There are three basic powers of attorney, i.e., general power of attorney, special power of attorney or durable power of attorney, which can be either special or general. Getting confused? Here is the point: Go to an attorney. He will be able to help you prepare the documents you need. Gentle reader, please don’t pull a form off the internet. Or if you do, please have your attorney review it before you sign it and put it in your sock drawer. Don’t be a cheapskate. You could literally be making a life or death decision.

Finally, don’t wait. Prepare that will, living declaration, and power of attorney today. —Scott Hamilton, Esq., Kalispell

We will all pay for Trump’s mistakes

I have to wonder how many Americans are prepared to acknowledge what has become so blatantly obvious. Trump acts like a tough guy because he is not. He overstates his intelligence because he is utterly average. He exaggerates the historical significance of his Electoral College victory, fabricates delusional excuses for losing the popular vote, and keeps trying to drag us into wild conspiracy theories as a distraction from his increasingly glaring administrative impotence and suspicious dealings with Russian oligarchs.

I have to wonder ... will the pandering salve he provides to a certain sect of our society really feel worth it to them.

What a fitting swan song for post-modern conservatism. We have a Republican president who is hardly conservative yet awkwardly embraced (with a wince) by the GOP because his zeal for purging Muslims managed to unleash a near barbaric political feeding frenzy among their white evangelical base. (Enter political theater stage door right — token social conservative Mike Pence.) We have a balance of power in Congress that does not represent the majority of the populace it governs, but rather a gerrymandered congressional map intended to give outsized influence to votes coming out of conservative districts. We have a return to failed trickle-down economics already creating market bubbles that can only burst and erase the hard earned gains made over the last eight years. In the light of day, we have fringe bigots coming out of the shadows with or without guns to demand Near East immigrants go back to where they came from — a bit of a mixed message in the cases where immigrants were shot while being told to go away.

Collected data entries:
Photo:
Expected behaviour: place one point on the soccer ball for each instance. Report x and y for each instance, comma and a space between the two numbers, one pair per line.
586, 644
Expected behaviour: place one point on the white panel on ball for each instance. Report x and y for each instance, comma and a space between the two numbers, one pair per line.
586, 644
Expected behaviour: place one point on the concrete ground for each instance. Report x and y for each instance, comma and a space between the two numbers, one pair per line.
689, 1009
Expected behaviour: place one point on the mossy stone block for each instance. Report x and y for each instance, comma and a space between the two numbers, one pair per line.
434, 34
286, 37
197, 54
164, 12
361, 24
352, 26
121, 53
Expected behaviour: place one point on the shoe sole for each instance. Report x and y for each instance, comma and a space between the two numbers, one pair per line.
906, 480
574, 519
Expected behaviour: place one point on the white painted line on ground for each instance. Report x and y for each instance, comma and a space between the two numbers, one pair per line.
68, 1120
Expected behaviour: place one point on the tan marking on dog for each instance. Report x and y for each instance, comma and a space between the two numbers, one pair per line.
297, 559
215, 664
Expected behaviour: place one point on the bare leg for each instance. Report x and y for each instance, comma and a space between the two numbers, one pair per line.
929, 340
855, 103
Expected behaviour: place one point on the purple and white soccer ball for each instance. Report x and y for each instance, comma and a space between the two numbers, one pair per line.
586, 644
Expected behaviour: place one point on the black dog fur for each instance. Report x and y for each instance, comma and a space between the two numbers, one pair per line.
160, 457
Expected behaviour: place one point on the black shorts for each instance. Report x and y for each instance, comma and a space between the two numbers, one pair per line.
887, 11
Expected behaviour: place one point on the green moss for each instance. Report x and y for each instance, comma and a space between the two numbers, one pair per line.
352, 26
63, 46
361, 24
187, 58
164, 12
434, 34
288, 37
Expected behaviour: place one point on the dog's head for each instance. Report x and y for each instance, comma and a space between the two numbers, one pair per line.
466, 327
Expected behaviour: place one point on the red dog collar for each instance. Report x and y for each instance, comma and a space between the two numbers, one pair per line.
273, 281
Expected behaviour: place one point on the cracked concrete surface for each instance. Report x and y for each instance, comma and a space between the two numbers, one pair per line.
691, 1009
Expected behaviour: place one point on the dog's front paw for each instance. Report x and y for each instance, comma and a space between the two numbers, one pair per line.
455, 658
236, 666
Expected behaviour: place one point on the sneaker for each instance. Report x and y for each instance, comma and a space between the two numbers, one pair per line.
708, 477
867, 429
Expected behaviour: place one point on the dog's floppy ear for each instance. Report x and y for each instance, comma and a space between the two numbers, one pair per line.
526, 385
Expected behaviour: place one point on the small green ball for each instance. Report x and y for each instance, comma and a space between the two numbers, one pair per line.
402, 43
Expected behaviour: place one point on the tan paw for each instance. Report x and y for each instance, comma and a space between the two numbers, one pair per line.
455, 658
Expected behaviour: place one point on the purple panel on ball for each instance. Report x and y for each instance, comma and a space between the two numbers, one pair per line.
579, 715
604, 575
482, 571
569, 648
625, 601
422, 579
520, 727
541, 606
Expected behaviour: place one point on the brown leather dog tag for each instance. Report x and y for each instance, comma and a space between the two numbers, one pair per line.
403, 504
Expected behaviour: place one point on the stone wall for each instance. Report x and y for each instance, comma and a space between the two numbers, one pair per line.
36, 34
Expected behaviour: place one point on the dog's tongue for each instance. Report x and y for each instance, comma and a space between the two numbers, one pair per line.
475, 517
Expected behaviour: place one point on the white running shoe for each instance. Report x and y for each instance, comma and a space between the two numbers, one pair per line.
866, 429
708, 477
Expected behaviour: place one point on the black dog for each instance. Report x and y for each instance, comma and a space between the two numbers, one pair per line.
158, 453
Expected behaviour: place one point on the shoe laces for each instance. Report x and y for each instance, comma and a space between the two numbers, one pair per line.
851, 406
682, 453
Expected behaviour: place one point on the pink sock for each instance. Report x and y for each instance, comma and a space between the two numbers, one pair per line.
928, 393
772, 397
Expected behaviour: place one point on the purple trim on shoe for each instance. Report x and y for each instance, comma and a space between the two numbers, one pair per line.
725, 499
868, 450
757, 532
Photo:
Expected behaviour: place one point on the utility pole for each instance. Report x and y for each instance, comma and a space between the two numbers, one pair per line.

Things to do:
A: Quote, word for word, the passage of the letters to the editor starting with "Finally, don’t wait." and going on through "it to them.".
B: Continue the letters to the editor from the point where they stop.

Written responses:
A:
Finally, don’t wait. Prepare that will, living declaration, and power of attorney today. —Scott Hamilton, Esq., Kalispell

We will all pay for Trump’s mistakes

I have to wonder how many Americans are prepared to acknowledge what has become so blatantly obvious. Trump acts like a tough guy because he is not. He overstates his intelligence because he is utterly average. He exaggerates the historical significance of his Electoral College victory, fabricates delusional excuses for losing the popular vote, and keeps trying to drag us into wild conspiracy theories as a distraction from his increasingly glaring administrative impotence and suspicious dealings with Russian oligarchs.

I have to wonder ... will the pandering salve he provides to a certain sect of our society really feel worth it to them.

B:
It’s Trump’s party now, and that is a bell that can never be un-rung. The GOP will own Trump’s legacy long after he vacates the oval office. They will own Trump, but the economic, social, and cultural debts he leaves in his wake will bear down on all of our shoulders. I wonder who his supporters will choose to blame. —Todd W. Cardin, Kalispell

Don’t be fooled by the Saudis

Of the many concerns I have with regard to the early path of the Trump policy, I am most upset by our president’s unequivocal support of Saudi Arabia. In his recent visit, he boasted about making an obscene deal with the Saudis — promising a $110 billion arms deal — one that, if carried through, would be the equivalent of providing each citizen of that country with $3,500 worth of weapons.

How would these weapons be used? Saudi Arabia is home of Wahhabi Islam, perhaps the most radical branch of that religion. Through its sponsorship of schools and mosques from Africa to Indonesia the fundamentalist message of Wahhabism is spreading, and providing a fertile environment for the growth of terrorist groups like al-Qaida and the Islamic State. Recall that 16 of the 29 terrorists of 9/11 were Saudis, Saudi nationals make up the second-largest group of foreign fighters in the Islamic State and, by some accounts, the largest in the terrorist group’s Iraqi operations. The kingdom is in a tacit alliance with al-Qaida in Yemen. (See Fareed Zakaria, Washington Post, May 25, 2017.)

If the Saudis do find the money (U.S. dollars spent for petroleum) to close this deal, their action will not be to suppress the terrorist organizations that are causing discomfort in the Western world, but rather to prosecute the inhuman war in Yemen, and to promote their form of Islam particularly in opposition to Shia Islam, whose home base is Iran.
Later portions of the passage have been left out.